- [GIVEN TASK 1]
Which lines in the entries contain the string "yellow"? Return each one.
- [GIVEN TASK 2]
Can you finish out the next part of the notebook on improving model performance, picking up right after its last line?

— START OF QUOTED TEXT —

Pre-Deployment ML
Performance Improvements

Performance Improvements

Open In Colab (opens in a new tab)

In this notebook, we'll cover some examples of how model performance can be improved. The techniques covered are

  • Sampling for imbalanced learning
  • Bagging
  • Boosting
  • Continuous Model Selection using Bandits.
import turboml as tb
import pandas as pd
import numpy as np
from sklearn.metrics import roc_auc_score
transactions = tb.datasets.FraudDetectionDatasetFeatures().to_online(
    id="transactions", load_if_exists=True
)
labels = tb.datasets.FraudDetectionDatasetLabels().to_online(
    id="transaction_labels", load_if_exists=True
)
numerical_fields = [
    "transactionAmount",
    "localHour",
]
categorical_fields = [
    "digitalItemCount",
    "physicalItemCount",
    "isProxyIP",
]
features = transactions.get_model_inputs(
    numerical_fields=numerical_fields, categorical_fields=categorical_fields
)
label = labels.get_model_labels(label_field="is_fraud")

Now that we have our setup ready, let's first see the performance of a base HoeffdingTreeClassfier model.

htc_model = tb.HoeffdingTreeClassifier(n_classes=2)
deployed_model = htc_model.deploy("htc_classifier", input=features, labels=label)
labels_df = labels.preview_df
outputs = deployed_model.get_outputs()
len(outputs)
output_df = pd.DataFrame(
    {labels.key_field: str(x["record"].key), "class": x["record"].predicted_class}
    for x in outputs
)
joined_df = output_df.merge(labels_df, how="inner", on="transactionID")
 
true_labels = joined_df["is_fraud"]
real_outputs = joined_df["class"]
joined_df
roc_auc_score(true_labels, real_outputs)

Not bad. But can we improve it further? We haven't yet used the fact that the dataset is highly skewed.

Sampling for Imbalanced Learning

sampler_model = tb.RandomSampler(
    n_classes=2, desired_dist=[0.5, 0.5], sampling_method="under", base_model=htc_model
)
deployed_model = sampler_model.deploy(
    "undersampler_model", input=features, labels=label
)
outputs = deployed_model.get_outputs()

— END OF QUOTED TEXT —
— START OF DATA RECORDS —

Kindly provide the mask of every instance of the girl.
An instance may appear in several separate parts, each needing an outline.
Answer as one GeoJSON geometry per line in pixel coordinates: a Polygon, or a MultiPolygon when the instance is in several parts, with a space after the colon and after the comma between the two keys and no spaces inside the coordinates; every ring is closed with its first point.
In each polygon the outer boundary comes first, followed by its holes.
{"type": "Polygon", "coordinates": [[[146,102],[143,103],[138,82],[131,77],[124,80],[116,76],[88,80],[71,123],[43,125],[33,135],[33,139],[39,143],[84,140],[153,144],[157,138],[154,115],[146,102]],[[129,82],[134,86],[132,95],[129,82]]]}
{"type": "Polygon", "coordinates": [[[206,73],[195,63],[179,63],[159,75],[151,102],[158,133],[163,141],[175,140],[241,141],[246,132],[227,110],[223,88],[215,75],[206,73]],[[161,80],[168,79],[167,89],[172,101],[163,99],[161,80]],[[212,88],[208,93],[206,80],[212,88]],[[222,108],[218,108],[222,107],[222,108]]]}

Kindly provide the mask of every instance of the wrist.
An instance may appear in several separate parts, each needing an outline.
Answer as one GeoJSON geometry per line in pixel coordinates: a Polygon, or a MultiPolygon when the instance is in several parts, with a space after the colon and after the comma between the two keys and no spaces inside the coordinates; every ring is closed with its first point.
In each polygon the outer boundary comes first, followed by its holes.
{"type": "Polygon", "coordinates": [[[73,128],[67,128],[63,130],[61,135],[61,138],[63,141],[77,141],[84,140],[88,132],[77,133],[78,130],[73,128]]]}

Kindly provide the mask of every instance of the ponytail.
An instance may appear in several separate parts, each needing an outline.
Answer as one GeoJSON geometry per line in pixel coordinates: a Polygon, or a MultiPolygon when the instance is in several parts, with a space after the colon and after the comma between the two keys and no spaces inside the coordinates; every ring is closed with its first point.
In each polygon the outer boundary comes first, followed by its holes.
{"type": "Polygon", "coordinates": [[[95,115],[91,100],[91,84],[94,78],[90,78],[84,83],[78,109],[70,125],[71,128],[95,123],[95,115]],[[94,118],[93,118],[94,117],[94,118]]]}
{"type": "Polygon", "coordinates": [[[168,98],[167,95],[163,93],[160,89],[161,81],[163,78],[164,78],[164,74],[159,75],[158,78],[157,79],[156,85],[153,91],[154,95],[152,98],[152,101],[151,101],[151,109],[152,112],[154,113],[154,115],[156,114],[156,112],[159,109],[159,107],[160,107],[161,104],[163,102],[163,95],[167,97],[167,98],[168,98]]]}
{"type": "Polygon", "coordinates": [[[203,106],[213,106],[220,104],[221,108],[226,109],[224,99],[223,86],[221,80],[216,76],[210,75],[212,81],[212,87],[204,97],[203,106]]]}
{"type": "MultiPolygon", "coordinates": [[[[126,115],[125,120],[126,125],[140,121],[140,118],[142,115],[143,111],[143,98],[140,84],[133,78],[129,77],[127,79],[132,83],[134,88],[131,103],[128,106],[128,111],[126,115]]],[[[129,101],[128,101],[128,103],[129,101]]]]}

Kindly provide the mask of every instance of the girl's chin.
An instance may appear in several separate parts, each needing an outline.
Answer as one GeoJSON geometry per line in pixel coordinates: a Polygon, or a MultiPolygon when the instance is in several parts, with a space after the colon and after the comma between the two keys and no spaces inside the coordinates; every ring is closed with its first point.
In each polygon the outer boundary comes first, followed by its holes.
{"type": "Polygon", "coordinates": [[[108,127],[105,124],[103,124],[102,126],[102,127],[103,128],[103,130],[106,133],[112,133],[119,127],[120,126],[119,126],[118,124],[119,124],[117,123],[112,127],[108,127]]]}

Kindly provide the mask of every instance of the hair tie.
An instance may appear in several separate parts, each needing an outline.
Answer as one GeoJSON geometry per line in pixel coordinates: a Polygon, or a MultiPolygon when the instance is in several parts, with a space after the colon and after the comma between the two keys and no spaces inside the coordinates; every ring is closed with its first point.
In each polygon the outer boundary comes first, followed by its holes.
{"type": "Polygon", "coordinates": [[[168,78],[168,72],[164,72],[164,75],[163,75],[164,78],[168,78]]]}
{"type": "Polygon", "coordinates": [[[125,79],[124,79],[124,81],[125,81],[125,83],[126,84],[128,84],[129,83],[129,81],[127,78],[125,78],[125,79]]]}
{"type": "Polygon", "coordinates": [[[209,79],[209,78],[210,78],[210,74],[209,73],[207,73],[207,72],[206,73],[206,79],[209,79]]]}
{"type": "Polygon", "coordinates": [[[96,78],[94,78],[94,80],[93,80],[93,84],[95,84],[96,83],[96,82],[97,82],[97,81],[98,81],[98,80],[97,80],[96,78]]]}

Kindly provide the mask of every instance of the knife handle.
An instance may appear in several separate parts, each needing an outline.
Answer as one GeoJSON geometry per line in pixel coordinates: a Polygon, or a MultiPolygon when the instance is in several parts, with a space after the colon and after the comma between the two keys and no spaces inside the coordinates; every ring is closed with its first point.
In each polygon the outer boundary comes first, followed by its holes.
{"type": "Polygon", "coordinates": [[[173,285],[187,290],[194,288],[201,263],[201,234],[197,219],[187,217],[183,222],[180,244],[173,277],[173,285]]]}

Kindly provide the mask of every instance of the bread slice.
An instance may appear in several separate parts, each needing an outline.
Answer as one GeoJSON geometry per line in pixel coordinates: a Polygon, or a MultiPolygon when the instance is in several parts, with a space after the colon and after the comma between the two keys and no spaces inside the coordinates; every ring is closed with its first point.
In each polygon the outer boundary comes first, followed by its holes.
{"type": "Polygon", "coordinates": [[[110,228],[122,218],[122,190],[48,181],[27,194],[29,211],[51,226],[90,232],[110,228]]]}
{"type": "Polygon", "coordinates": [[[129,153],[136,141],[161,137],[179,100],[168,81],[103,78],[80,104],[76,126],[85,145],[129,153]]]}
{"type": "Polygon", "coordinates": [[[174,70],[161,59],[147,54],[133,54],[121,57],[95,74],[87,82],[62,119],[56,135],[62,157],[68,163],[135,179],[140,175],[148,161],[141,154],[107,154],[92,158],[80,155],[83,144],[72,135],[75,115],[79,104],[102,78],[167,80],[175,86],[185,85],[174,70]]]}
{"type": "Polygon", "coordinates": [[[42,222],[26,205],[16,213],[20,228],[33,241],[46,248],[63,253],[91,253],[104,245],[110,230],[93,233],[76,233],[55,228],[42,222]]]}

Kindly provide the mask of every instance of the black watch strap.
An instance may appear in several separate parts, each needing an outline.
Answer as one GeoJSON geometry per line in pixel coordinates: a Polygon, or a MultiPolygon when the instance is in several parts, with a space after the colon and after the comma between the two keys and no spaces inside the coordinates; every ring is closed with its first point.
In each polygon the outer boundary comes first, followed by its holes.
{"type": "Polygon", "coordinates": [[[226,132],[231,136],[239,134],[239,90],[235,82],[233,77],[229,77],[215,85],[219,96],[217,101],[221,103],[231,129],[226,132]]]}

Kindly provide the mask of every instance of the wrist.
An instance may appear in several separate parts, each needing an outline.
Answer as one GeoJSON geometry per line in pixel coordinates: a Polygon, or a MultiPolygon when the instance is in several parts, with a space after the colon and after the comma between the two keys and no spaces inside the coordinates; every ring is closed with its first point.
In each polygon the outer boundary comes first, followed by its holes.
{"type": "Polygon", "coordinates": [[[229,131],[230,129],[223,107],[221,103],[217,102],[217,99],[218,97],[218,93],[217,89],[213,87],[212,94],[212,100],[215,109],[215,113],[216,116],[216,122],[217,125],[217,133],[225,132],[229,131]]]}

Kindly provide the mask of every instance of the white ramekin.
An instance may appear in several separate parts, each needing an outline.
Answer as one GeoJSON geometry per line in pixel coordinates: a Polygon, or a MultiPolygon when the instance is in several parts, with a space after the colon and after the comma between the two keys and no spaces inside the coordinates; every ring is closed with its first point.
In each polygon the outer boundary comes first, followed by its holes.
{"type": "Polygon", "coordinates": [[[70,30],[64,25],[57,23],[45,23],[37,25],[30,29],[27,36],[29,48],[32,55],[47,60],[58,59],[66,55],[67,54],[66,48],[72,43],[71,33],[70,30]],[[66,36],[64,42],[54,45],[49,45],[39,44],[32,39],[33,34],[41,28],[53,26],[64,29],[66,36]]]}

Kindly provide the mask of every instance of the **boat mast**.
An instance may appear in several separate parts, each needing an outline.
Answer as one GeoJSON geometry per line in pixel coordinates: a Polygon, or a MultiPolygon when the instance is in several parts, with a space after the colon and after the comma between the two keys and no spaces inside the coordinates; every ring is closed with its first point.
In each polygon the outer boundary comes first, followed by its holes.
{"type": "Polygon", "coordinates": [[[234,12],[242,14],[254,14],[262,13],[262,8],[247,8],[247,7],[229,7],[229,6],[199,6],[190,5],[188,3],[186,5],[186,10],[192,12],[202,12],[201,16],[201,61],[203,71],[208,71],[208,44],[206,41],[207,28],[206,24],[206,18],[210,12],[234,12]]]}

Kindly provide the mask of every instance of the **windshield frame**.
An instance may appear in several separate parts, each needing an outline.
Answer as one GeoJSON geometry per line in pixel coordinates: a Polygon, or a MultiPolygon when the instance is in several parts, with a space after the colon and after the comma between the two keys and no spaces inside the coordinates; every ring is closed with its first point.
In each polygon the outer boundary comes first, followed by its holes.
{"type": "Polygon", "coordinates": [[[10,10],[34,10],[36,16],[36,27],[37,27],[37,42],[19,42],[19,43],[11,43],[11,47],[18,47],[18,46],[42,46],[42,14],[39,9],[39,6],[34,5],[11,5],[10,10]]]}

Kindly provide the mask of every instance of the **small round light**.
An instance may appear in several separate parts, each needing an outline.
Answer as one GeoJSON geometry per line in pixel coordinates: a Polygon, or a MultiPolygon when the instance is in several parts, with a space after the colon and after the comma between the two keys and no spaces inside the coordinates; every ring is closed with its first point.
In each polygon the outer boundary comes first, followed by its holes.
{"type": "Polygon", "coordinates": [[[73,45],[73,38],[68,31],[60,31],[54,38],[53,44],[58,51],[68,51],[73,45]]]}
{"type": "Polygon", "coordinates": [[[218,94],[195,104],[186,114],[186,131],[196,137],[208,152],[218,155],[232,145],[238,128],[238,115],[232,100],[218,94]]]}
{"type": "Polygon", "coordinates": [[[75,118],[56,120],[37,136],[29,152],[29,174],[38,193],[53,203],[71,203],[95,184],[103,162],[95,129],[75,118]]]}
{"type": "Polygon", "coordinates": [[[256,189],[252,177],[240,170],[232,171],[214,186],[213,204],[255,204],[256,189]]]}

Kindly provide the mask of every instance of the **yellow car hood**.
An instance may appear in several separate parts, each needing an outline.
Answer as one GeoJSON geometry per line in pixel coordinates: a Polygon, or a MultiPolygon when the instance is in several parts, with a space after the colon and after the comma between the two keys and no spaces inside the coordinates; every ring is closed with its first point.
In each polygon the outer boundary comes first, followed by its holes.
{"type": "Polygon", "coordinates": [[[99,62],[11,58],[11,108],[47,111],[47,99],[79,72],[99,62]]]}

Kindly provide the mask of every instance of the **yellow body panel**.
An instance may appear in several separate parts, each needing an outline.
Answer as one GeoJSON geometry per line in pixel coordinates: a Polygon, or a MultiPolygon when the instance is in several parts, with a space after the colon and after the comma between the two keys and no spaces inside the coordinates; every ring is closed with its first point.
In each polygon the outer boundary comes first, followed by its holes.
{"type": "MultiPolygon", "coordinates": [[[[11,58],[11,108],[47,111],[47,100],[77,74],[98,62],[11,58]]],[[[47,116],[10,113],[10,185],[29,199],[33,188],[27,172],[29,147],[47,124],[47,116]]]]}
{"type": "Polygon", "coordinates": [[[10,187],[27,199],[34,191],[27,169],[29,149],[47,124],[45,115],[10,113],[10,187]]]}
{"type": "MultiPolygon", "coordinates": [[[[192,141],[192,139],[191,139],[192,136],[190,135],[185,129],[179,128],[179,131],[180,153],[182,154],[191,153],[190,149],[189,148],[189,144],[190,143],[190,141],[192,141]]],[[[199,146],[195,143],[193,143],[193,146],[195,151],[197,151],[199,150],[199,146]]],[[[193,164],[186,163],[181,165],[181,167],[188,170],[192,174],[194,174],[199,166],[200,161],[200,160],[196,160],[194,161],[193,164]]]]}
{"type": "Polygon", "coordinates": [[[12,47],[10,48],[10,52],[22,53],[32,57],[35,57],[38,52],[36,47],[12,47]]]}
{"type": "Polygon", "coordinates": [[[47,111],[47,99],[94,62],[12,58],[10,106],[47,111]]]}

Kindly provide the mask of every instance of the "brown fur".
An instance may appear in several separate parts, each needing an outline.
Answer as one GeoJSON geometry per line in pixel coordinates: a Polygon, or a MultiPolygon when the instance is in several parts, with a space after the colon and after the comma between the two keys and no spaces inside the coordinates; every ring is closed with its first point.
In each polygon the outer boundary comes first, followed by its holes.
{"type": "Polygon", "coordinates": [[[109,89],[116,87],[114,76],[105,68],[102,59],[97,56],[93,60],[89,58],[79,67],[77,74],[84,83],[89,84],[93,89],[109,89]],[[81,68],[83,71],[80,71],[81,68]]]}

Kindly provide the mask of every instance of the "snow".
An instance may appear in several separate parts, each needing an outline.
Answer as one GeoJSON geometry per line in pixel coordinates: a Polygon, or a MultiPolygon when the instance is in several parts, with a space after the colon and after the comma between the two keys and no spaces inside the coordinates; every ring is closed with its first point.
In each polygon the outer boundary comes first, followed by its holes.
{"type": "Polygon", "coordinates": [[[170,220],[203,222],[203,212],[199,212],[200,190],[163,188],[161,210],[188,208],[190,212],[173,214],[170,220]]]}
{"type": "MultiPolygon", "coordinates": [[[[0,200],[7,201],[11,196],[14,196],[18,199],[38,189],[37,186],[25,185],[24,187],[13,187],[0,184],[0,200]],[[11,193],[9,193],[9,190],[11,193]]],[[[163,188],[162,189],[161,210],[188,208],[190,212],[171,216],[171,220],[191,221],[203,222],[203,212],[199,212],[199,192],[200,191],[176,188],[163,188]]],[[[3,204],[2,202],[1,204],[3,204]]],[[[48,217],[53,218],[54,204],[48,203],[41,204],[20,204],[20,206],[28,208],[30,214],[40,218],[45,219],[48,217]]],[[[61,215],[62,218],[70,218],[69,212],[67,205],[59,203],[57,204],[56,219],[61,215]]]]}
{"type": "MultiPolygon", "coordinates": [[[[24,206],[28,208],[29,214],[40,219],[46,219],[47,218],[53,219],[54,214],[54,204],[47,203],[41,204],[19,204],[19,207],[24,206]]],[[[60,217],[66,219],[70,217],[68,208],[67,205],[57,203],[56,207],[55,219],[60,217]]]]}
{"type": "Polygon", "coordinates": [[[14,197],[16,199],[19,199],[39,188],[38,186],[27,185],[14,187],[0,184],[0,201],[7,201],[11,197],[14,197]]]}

— END OF DATA RECORDS —

- [WRITTEN REPLY 1]
Kindly provide the mask of every instance of the **yellow car hood**.
Kindly provide the mask of every instance of the **yellow body panel**.

- [WRITTEN REPLY 2]
len(outputs)
output_df = pd.DataFrame(
    {labels.key_field: str(x["record"].key), "class": x["record"].predicted_class}
    for x in outputs
)
joined_df = output_df.merge(labels_df, how="inner", on="transactionID")
 
true_labels = joined_df["is_fraud"]
real_outputs = joined_df["class"]
joined_df
roc_auc_score(true_labels, real_outputs)

Bagging

lbc_model = tb.LeveragingBaggingClassifier(n_classes=2, base_model=htc_model)
deployed_model = lbc_model.deploy("lbc_classifier", input=features, labels=label)
outputs = deployed_model.get_outputs()
len(outputs)
output_df = pd.DataFrame(
    {labels.key_field: str(x["record"].key), "class": x["record"].predicted_class}
    for x in outputs
)
joined_df = output_df.merge(labels_df, how="inner", on="transactionID")
 
true_labels = joined_df["is_fraud"]
real_outputs = joined_df["class"]
joined_df
roc_auc_score(true_labels, real_outputs)

Boosting

abc_model = tb.AdaBoostClassifier(n_classes=2, base_model=htc_model)
deployed_model = abc_model.deploy("abc_classifier", input=features, labels=label)
outputs = deployed_model.get_outputs()
len(outputs)
output_df = pd.DataFrame(
    {labels.key_field: str(x["record"].key), "class": x["record"].predicted_class}
    for x in outputs
)
joined_df = output_df.merge(labels_df, how="inner", on="transactionID")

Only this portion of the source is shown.